§ Excerpt provided
——

LETTERS TO THE EDITOR
A mother's reflections on the horrific tragedy at Virginia Tech University
I was totally shocked when I came to learn about what happened at Virginia Tech University last Monday.
My son studies in the United States and I can understand the worried feelings of other mothers who have children studying in US universities.
My son is 22 and a senior. The Virginia Tech gunman, Cho Seung-hui, was a senior too. What Cho did was unforgivable for a human being, but there is no way that we can punish or cure him now. The Almighty is merciful, He can do what we cannot, and I hope He will forgive Cho for his wrongdoing. We cannot forgive him, but we should try to think why he did what he did, and whether there were lapses in our actions that brought about his horrifying act.
Cho's family migrated to the US in 1992. He was eight at the time. I do not know what made his family migrate to the US from a flourishing Korea, but the trauma of leaving home must have been very severe for young Cho. Probably the parents were busy earning their bread and Cho was very lonely. Possibly he could not make friends at first due to the language barrier. By the time he overcame the language difficulty, he might have become used to being alone. Seeing the rich kids in the US, he might have considered himself deprived as the son of a poor immigrant. We do not know whether he used to be bullied in school or not.

——

§ Entries provided
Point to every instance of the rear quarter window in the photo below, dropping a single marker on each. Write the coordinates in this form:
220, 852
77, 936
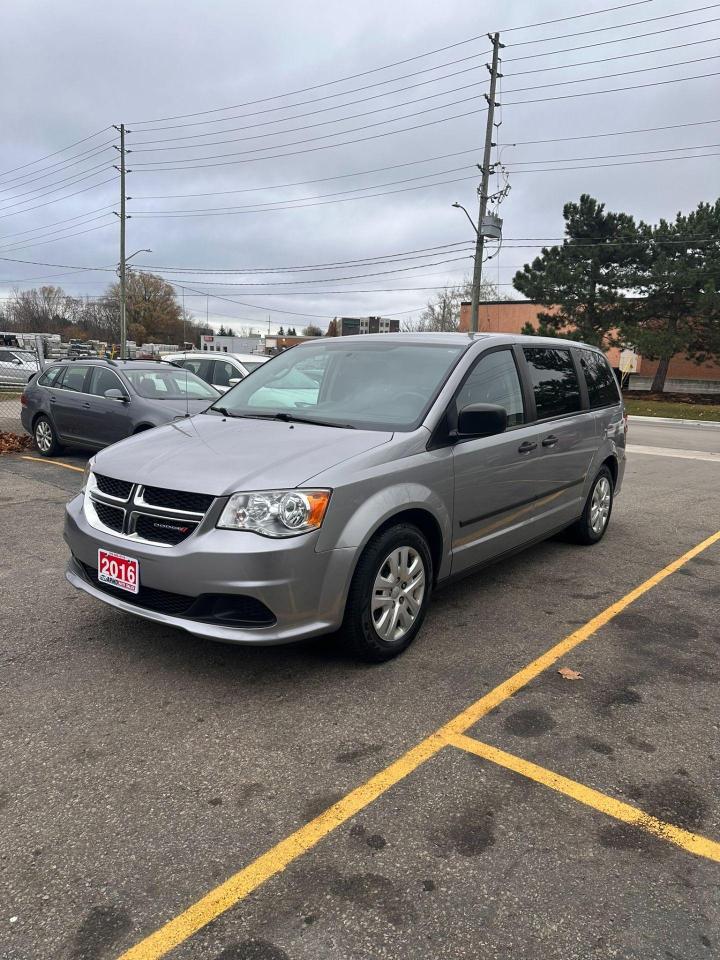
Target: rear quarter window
554, 381
601, 383
51, 377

——

§ Written instruction
Reproduce everything in the letter from "My son studies" down to "his horrifying act.", word for word. Rely on the letter alone, with no outside knowledge.

§ Response for this exercise
My son studies in the United States and I can understand the worried feelings of other mothers who have children studying in US universities.
My son is 22 and a senior. The Virginia Tech gunman, Cho Seung-hui, was a senior too. What Cho did was unforgivable for a human being, but there is no way that we can punish or cure him now. The Almighty is merciful, He can do what we cannot, and I hope He will forgive Cho for his wrongdoing. We cannot forgive him, but we should try to think why he did what he did, and whether there were lapses in our actions that brought about his horrifying act.